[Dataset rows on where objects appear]
- - -
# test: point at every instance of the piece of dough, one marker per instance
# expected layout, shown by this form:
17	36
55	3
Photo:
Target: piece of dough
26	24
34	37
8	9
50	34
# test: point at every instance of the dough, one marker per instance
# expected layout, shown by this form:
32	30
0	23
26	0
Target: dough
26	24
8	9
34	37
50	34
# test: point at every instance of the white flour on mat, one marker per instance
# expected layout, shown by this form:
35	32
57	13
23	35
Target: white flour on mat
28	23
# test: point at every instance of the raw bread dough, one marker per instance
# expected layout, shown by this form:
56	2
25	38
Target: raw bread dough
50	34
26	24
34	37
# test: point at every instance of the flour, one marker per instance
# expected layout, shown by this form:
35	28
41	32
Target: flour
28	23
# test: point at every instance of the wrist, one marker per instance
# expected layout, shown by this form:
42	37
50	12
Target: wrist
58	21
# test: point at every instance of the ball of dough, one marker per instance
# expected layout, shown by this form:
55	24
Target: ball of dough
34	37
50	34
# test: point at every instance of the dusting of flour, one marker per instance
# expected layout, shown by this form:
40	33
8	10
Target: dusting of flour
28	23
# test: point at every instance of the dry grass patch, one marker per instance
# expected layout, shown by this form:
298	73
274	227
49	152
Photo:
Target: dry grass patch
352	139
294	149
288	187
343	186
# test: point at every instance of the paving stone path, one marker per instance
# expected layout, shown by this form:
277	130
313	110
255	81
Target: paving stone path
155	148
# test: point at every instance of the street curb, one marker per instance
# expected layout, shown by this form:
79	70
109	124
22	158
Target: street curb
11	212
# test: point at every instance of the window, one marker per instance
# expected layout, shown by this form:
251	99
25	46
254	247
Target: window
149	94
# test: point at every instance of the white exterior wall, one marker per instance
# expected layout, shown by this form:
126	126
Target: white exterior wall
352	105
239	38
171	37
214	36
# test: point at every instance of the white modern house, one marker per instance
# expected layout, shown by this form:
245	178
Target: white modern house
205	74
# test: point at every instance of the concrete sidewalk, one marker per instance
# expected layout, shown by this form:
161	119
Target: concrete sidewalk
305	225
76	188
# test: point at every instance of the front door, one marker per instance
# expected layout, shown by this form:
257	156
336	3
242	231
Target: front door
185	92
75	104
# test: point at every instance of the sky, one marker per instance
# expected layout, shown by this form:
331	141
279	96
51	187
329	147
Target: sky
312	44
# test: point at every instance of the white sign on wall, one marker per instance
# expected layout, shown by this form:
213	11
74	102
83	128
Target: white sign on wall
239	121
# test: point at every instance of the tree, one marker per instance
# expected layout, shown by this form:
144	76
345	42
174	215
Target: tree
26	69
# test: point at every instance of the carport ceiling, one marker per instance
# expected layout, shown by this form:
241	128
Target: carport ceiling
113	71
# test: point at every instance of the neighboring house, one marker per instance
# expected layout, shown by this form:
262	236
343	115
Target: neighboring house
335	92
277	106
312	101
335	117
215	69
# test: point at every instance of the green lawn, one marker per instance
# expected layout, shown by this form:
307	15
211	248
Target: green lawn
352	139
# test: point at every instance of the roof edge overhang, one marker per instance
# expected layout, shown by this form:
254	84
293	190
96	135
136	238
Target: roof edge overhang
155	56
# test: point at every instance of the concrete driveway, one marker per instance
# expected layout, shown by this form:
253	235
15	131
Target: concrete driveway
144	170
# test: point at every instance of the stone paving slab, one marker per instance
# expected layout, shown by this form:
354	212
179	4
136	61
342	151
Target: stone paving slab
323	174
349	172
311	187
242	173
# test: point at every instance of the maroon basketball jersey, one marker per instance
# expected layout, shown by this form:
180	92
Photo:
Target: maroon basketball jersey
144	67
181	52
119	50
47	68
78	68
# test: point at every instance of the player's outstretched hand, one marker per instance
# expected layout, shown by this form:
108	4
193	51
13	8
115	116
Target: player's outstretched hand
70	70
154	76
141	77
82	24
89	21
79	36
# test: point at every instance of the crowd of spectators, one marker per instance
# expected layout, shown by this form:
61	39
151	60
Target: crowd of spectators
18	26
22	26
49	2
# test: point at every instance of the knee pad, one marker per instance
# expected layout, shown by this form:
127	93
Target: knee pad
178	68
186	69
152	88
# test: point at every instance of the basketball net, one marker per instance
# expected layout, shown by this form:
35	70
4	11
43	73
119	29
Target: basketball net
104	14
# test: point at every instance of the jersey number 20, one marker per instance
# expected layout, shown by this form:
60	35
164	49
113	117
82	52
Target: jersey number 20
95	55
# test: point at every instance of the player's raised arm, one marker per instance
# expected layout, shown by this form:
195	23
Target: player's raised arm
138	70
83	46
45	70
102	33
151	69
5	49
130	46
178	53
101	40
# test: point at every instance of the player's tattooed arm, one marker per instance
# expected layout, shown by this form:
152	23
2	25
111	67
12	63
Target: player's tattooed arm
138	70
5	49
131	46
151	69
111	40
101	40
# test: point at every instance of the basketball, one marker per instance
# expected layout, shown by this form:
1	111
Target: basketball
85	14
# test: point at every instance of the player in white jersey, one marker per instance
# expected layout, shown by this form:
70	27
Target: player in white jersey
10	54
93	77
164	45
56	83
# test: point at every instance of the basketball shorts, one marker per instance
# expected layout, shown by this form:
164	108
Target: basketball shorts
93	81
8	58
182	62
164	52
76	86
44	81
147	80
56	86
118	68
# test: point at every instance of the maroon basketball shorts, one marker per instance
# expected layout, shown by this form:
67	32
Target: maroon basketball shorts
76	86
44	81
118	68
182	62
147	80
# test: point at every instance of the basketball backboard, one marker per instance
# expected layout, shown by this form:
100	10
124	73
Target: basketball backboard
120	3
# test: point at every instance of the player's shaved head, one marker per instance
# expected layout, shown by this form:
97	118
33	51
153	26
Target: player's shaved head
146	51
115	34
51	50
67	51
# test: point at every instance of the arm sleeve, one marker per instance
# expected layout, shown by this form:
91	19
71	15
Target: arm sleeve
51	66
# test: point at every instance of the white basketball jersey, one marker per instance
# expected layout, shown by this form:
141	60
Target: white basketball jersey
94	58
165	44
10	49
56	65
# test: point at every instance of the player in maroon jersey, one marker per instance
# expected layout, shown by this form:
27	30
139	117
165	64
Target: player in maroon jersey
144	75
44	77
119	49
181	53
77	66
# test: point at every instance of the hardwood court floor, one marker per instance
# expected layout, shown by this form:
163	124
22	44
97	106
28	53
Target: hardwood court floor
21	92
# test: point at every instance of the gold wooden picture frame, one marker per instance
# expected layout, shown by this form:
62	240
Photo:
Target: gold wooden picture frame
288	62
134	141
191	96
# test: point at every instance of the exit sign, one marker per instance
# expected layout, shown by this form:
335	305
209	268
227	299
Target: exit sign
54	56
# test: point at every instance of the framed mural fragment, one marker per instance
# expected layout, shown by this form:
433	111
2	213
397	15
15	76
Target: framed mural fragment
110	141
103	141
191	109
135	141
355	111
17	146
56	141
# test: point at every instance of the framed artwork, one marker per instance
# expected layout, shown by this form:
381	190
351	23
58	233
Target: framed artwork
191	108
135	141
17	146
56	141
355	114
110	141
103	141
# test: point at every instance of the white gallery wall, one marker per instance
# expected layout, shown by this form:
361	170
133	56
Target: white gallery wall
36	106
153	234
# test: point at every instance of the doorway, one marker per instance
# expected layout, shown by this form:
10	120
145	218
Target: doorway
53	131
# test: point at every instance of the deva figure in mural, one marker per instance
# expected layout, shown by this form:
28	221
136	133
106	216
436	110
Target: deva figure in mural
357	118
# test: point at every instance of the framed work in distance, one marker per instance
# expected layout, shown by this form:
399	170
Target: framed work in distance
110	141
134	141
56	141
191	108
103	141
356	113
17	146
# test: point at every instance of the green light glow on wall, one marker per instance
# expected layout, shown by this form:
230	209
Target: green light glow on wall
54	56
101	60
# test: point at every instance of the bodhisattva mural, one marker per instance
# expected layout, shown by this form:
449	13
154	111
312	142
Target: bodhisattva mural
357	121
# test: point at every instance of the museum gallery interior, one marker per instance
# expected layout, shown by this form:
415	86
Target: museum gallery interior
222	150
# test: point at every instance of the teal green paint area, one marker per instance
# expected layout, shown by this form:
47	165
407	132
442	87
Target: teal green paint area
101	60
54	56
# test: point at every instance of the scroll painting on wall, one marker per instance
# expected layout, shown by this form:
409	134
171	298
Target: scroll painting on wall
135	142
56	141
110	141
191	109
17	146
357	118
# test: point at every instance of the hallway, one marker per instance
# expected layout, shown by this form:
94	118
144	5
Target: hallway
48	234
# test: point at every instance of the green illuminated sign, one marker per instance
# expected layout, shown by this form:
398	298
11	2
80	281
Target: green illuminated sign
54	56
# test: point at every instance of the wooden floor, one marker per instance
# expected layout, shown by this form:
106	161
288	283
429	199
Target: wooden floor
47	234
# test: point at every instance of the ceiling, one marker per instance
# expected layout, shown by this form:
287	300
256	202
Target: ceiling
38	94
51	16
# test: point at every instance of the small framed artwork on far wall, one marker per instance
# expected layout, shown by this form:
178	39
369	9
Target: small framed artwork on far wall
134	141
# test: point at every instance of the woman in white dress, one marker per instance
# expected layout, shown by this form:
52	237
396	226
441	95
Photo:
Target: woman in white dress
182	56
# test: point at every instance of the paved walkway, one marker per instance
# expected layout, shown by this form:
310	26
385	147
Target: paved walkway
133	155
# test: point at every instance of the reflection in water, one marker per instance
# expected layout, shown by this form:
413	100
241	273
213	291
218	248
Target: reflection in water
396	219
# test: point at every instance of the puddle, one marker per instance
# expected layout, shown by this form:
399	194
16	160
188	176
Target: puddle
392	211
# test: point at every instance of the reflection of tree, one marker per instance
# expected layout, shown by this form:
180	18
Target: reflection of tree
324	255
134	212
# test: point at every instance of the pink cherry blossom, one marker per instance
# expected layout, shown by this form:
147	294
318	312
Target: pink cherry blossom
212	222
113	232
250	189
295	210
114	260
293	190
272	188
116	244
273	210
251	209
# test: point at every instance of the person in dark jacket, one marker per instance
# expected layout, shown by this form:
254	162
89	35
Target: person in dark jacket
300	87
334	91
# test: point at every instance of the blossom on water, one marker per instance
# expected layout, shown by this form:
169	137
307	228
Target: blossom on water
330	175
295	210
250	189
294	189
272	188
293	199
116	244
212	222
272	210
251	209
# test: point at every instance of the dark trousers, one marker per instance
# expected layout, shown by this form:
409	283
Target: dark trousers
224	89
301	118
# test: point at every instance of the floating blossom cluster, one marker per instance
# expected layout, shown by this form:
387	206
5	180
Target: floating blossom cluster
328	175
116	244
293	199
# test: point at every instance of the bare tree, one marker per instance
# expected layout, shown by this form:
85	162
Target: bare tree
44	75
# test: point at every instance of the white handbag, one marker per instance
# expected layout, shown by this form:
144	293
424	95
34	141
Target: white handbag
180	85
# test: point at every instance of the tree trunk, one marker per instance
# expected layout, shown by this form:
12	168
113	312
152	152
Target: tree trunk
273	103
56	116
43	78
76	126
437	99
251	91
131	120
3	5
- - -
▶ **What this task involves**
Quote, without any change, each line from the one that contains "# test: point at every instance of the person" through the end of the material.

▶ **Task output**
# test: point at every instance of the person in dark jacket, one marker per instance
# expected layout, shown by this form:
254	162
89	35
Target: person in dark jacket
300	87
334	91
# test: point at every instance of the blossom on water, one marker per instance
# expected layout, shown by this form:
169	137
307	228
Target: blossom on water
330	175
295	210
250	189
294	189
272	188
293	199
116	244
212	222
272	210
251	209
# test: point at every instance of the dark trousers, one marker per instance
# expected layout, shown by this form:
409	283
Target: dark trousers
224	89
301	118
# test: point at every instance of the floating blossom cluster, one marker per instance
# expected layout, shown by this form:
387	206
5	180
Target: floating blossom cluster
328	175
116	244
293	199
# test: point at every instance of the bare tree, one marker per instance
# expected layout, shown by this form:
85	162
Target: bare tree
44	75
# test: point at every instance of the white handbag, one marker per instance
# expected layout, shown by this form:
144	293
424	95
34	141
Target: white handbag
180	85
# test: point at every instance of the tree trunk, one marker per instance
# expected layout, shown by this form:
12	168
113	312
152	152
Target: tree trunk
273	103
56	116
43	78
76	126
437	99
251	91
131	120
3	5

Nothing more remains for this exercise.